Collect the lines of the entries where "frame" shows up.

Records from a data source

______________________________

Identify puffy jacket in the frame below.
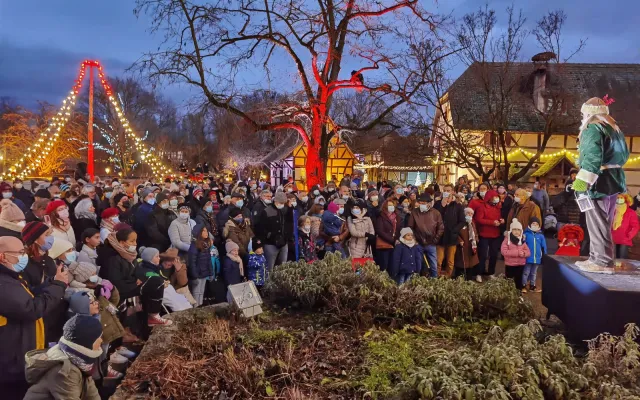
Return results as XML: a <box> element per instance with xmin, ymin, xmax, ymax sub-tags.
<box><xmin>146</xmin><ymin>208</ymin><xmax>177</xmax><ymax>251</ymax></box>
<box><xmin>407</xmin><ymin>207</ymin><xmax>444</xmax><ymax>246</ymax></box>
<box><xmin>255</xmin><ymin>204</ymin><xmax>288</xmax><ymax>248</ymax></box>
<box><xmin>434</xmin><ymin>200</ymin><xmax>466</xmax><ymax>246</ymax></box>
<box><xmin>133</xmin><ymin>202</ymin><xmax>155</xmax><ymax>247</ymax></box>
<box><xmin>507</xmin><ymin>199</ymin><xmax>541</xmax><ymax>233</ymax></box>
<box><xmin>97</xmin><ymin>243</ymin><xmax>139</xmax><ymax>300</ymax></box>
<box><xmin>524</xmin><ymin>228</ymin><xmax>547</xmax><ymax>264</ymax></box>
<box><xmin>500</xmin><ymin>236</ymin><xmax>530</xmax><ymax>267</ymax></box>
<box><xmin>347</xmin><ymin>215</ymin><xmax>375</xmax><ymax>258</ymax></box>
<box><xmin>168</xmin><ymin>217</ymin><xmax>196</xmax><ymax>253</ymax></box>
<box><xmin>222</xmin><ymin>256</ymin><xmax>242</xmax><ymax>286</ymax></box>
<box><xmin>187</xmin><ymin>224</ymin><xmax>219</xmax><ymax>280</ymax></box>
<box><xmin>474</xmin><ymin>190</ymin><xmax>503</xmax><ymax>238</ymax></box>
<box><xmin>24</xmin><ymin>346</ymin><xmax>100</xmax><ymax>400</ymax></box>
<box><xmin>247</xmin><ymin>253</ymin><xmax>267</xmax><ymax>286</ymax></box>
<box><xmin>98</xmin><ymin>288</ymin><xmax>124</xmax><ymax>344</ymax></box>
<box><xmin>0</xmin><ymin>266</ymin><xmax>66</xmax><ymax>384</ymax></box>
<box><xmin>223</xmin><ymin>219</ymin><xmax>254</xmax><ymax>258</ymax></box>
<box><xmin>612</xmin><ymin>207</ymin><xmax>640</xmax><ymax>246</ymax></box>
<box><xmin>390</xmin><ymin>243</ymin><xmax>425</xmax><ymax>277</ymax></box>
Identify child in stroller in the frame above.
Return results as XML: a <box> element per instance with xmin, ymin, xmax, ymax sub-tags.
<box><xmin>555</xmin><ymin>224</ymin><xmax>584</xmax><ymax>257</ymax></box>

______________________________

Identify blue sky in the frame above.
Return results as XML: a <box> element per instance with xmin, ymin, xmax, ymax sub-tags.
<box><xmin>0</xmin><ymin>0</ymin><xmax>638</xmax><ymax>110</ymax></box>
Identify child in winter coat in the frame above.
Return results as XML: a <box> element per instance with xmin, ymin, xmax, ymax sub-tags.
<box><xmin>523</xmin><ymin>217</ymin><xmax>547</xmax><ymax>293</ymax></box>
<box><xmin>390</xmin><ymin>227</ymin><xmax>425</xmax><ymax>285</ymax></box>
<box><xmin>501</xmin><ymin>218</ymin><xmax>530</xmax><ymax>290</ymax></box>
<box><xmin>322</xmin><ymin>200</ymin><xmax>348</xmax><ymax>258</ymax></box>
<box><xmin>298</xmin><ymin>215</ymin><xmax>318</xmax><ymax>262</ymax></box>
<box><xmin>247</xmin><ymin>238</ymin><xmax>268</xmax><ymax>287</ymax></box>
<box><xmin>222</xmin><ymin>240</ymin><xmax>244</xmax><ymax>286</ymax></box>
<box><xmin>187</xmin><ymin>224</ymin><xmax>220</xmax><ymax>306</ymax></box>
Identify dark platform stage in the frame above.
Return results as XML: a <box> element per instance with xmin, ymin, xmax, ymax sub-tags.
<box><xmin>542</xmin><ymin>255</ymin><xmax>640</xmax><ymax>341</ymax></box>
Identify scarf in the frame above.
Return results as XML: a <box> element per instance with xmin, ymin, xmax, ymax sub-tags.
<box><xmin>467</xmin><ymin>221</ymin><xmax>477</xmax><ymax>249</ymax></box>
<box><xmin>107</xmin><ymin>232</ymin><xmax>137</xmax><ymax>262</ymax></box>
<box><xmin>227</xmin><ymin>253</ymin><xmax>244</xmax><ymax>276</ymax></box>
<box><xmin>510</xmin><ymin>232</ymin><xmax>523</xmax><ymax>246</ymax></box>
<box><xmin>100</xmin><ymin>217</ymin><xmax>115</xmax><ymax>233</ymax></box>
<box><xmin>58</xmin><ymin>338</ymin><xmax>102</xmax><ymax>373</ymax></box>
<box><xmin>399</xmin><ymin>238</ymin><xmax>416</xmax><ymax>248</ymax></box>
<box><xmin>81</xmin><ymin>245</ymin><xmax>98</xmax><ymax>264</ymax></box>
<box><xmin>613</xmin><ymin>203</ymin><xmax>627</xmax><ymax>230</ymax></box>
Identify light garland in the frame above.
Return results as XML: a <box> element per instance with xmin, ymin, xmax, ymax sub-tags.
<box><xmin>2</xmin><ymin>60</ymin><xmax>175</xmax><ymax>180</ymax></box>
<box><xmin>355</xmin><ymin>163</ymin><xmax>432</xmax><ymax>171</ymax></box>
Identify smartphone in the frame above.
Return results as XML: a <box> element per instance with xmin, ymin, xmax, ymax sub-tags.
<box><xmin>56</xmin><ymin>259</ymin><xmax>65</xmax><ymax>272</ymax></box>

______________________________

ANSWER SPACE:
Identify puffy jacket in the frame below.
Identify child in stroller in the frame above.
Identify blue sky in the frame above.
Identify child in winter coat in the frame above.
Identify dark platform stage in the frame above.
Identify scarf in the frame above.
Identify light garland in the frame above.
Identify smartphone in the frame above.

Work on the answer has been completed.